[SELECTED PASSAGE]
——————————

Interesting @MangoIV . It sounds like there's potentially multiple bugs. In your larger example, maybe you could try to find the last few events before the eventlog gets corrupted. That might help suggest which event is going wrong

TeofilC avatar Aug 14 '24 16:08 TeofilC

I've written up the bug we found here: https://gitlab.haskell.org/ghc/ghc/-/issues/25165 We should keep looking for the other issues, but I wanted to make sure we didn't forget about this one

TeofilC avatar Aug 15 '24 11:08 TeofilC

@mpickering

  • i10 doesn't fix the issue, this made it so that I got one of the eventlogs through, so I guess it decreases the probability for failure but most still fail
  • another thing to note is that I'm killing the application in question with keyboard signal, so that may be something to consider, as well
  • profiling-detail is late
  • it seems to happen at least a lot less often, if not not at all with -hT -l

MangoIV avatar Aug 20 '24 08:08 MangoIV

This seems to confirm what @TeofilC suggested about time profiling events interrupting the writing of other events and leading to corruption

mpickering avatar Aug 20 '24 09:08 mpickering

it also happens when only using -hy, no time profiling. Is time profiling still doing things when we only request heap profiling with -l?

MangoIV avatar Aug 20 '24 09:08 MangoIV

——————————

Coordinate annotation records
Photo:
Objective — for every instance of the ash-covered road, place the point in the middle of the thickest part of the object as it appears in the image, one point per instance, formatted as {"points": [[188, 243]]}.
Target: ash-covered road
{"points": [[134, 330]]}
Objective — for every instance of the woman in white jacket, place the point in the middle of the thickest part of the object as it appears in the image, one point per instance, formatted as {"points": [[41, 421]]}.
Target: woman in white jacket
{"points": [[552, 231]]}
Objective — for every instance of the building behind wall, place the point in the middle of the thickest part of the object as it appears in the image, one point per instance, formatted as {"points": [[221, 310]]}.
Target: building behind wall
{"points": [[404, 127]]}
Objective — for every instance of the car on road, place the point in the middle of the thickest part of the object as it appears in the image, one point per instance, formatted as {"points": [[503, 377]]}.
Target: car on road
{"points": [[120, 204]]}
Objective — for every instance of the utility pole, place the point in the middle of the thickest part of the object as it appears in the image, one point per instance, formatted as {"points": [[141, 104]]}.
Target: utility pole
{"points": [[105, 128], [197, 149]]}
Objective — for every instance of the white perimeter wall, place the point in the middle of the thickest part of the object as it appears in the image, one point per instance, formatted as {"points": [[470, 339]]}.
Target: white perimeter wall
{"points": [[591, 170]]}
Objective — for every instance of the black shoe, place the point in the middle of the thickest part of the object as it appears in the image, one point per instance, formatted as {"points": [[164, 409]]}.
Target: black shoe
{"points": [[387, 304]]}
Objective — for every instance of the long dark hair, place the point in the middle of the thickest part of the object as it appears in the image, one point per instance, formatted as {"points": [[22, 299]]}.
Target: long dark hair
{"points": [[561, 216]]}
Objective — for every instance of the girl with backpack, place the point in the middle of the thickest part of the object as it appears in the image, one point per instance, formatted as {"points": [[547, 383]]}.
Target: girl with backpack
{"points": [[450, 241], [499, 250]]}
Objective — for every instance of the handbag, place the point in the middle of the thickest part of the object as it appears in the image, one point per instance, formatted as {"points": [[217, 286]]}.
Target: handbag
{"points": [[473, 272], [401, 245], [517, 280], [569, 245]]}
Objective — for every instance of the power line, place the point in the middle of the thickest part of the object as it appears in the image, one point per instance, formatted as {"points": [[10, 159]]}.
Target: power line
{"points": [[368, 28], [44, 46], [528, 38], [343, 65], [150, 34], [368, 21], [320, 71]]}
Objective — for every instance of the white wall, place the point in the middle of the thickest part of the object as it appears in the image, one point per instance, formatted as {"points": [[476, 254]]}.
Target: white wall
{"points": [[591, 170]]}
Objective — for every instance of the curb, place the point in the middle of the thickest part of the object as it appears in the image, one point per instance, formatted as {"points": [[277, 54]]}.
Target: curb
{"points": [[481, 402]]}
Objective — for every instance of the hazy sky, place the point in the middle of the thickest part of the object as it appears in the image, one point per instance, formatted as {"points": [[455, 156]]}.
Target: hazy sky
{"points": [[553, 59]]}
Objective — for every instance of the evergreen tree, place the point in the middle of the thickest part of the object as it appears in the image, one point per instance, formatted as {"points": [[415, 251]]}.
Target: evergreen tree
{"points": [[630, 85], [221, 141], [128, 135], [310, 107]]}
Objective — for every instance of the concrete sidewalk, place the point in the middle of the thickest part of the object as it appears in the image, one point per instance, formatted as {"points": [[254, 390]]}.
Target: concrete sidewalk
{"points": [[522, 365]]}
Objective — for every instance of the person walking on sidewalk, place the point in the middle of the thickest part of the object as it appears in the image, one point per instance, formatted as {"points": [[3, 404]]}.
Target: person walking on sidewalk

——————————

[ACTIONS TO TAKE]
**A.** Using the eventlog thread, decide whether each statement agrees with it, answering yes or no and quoting the deciding words: (i) The i10 setting fixes the issue. (ii) The problem also occurs with -hy alone and no time profiling. (iii) The application is stopped with a keyboard signal.
**B.** From the eventlog thread, output word for word everything from "MangoIV avatar Aug 20 '24 08:08" down to "profiling with -l?".
**C.** Render this sentence from the eventlog thread in Spanish: "We should keep looking for the other issues, but I wanted to make sure we didn't forget about this one"

[ANSWERS BY TASK]
**A.**
(i) No: "i10 doesn't fix the issue"
(ii) Yes: "it also happens when only using -hy, no time profiling"
(iii) Yes: "I'm killing the application in question with keyboard signal"

**B.**
MangoIV avatar Aug 20 '24 08:08 MangoIV

This seems to confirm what @TeofilC suggested about time profiling events interrupting the writing of other events and leading to corruption

mpickering avatar Aug 20 '24 09:08 mpickering

it also happens when only using -hy, no time profiling. Is time profiling still doing things when we only request heap profiling with -l?

**C.** Deberíamos seguir buscando los otros problemas, pero quería asegurarme de que no nos olvidáramos de este.